- **ABOUT THIS EXERCISE**
Return every line of the items below that contains the string "rough".

[Collected data entries]
□ □ □ □ □

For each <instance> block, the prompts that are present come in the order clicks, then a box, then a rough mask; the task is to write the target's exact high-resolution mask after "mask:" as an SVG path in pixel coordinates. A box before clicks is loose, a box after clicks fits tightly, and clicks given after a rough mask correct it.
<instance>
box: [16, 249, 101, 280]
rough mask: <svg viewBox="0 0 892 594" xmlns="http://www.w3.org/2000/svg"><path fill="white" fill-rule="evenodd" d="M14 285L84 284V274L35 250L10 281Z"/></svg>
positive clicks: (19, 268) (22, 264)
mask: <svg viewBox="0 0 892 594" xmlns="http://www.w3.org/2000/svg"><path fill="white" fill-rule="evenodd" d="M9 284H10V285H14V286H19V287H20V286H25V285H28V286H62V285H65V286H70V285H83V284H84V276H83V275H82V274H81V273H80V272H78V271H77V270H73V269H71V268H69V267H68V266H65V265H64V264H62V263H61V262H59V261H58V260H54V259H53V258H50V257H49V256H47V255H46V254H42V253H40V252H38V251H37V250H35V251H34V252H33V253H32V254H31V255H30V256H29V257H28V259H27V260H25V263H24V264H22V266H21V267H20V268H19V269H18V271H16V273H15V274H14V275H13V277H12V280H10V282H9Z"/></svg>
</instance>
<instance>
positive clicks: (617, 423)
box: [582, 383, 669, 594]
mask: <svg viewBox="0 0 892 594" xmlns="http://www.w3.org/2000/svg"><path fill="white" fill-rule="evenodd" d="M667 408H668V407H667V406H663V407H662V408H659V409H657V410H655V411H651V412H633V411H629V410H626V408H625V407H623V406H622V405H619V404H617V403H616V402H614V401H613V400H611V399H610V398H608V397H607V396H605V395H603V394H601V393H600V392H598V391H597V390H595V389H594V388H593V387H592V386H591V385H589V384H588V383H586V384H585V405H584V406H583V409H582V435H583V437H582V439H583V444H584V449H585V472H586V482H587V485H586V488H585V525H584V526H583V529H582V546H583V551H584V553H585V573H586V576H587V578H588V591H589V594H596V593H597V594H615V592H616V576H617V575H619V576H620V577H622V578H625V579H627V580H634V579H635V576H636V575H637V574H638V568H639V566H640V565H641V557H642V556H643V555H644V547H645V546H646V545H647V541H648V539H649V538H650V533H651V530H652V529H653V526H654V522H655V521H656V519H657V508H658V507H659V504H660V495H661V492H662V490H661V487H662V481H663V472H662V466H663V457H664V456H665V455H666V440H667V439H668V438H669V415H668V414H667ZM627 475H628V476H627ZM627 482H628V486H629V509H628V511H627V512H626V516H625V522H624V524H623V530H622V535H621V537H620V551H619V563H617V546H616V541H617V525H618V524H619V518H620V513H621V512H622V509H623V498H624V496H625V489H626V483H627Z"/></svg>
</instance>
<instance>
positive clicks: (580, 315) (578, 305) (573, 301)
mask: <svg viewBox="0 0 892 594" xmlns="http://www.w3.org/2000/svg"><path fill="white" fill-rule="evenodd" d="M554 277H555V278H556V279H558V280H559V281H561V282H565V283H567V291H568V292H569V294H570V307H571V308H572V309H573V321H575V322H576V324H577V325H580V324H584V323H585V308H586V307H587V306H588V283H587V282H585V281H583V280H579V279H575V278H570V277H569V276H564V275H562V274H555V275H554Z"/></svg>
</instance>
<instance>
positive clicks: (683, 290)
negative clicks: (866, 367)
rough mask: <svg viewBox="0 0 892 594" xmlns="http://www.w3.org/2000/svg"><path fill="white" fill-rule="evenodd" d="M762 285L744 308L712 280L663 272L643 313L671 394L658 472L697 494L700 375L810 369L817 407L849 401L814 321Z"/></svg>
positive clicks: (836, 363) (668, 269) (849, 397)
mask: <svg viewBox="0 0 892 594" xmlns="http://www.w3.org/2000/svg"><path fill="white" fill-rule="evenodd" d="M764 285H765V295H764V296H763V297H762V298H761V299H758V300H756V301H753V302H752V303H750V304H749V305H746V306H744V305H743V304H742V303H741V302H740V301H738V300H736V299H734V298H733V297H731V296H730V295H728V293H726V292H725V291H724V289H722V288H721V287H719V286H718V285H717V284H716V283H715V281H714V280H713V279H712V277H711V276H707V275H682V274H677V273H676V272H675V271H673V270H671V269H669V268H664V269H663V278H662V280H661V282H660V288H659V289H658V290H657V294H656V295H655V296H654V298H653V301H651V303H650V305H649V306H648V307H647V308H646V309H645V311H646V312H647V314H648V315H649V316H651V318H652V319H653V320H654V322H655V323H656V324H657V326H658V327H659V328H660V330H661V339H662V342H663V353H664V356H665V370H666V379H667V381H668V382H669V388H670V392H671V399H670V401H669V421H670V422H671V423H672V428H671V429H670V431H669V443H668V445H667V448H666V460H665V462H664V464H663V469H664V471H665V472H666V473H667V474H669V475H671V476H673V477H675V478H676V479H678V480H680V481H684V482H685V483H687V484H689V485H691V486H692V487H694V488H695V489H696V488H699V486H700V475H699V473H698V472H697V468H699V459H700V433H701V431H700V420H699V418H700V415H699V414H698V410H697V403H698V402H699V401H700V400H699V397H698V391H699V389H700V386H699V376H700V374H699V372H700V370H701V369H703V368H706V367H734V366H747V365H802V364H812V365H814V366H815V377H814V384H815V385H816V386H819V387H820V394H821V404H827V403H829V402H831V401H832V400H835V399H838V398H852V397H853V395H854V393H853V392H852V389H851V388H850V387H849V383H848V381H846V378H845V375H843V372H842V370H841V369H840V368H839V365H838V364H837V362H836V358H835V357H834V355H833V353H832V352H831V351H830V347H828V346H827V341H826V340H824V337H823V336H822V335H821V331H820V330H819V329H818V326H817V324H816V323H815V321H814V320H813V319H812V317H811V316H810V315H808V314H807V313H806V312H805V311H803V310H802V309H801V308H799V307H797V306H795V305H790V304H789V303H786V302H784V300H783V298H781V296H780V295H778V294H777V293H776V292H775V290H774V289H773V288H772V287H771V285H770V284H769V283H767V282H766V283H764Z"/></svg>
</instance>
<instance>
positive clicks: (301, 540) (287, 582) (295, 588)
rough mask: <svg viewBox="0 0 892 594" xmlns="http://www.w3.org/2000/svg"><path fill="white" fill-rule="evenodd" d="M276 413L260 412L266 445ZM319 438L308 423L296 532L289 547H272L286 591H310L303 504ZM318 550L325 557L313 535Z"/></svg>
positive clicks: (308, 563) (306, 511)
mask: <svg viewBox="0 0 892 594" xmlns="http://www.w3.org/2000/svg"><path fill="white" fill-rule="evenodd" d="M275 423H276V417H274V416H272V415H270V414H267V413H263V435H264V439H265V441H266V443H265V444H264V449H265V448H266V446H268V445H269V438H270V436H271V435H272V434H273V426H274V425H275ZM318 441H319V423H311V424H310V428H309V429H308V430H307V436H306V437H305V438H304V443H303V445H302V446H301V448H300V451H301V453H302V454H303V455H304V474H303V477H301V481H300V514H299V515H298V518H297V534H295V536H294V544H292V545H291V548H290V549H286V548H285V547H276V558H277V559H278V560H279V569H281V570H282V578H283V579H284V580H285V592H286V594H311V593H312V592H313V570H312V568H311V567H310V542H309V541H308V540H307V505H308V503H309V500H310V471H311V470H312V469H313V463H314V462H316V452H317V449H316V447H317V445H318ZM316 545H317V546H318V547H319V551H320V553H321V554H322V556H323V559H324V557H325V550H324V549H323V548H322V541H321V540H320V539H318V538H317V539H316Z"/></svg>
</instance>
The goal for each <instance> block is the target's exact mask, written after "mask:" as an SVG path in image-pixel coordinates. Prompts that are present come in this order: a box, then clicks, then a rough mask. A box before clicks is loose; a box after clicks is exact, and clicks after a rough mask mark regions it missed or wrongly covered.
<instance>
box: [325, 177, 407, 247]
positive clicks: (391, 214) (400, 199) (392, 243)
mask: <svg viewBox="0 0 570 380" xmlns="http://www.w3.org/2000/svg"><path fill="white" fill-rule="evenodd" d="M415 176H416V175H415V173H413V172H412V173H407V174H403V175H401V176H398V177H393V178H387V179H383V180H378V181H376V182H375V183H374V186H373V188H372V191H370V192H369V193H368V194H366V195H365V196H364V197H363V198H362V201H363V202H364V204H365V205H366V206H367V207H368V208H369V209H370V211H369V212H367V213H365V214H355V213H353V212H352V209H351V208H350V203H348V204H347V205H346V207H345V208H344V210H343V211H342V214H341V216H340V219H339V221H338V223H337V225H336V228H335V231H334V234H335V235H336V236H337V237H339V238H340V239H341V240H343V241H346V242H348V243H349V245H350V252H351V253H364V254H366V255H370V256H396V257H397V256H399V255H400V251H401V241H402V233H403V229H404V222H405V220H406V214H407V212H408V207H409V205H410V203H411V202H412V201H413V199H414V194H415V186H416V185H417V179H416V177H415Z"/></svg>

□ □ □ □ □

- **ANSWER SPACE**
For each <instance> block, the prompts that are present come in the order clicks, then a box, then a rough mask; the task is to write the target's exact high-resolution mask after "mask:" as an SVG path in pixel coordinates. A box before clicks is loose, a box after clicks fits tightly, and clicks given after a rough mask correct it.
rough mask: <svg viewBox="0 0 892 594" xmlns="http://www.w3.org/2000/svg"><path fill="white" fill-rule="evenodd" d="M14 285L84 284V274L35 250L10 281Z"/></svg>
rough mask: <svg viewBox="0 0 892 594" xmlns="http://www.w3.org/2000/svg"><path fill="white" fill-rule="evenodd" d="M762 285L744 308L712 280L663 272L643 313L671 394L658 472L697 494L700 375L810 369L817 407L849 401L814 321Z"/></svg>
rough mask: <svg viewBox="0 0 892 594" xmlns="http://www.w3.org/2000/svg"><path fill="white" fill-rule="evenodd" d="M276 413L260 412L266 445ZM319 438L308 423L296 532L289 547H272L286 591H310L303 504ZM318 550L325 557L313 535Z"/></svg>
The goal for each <instance> block is the target's exact mask, written after "mask:" as an SVG path in image-pixel coordinates. Prompts that are present come in this order: a box, then clicks, then a rough mask. A box before clicks is loose; a box after clicks is exact, and clicks after a rough mask mark regions it missed or wrongly covered.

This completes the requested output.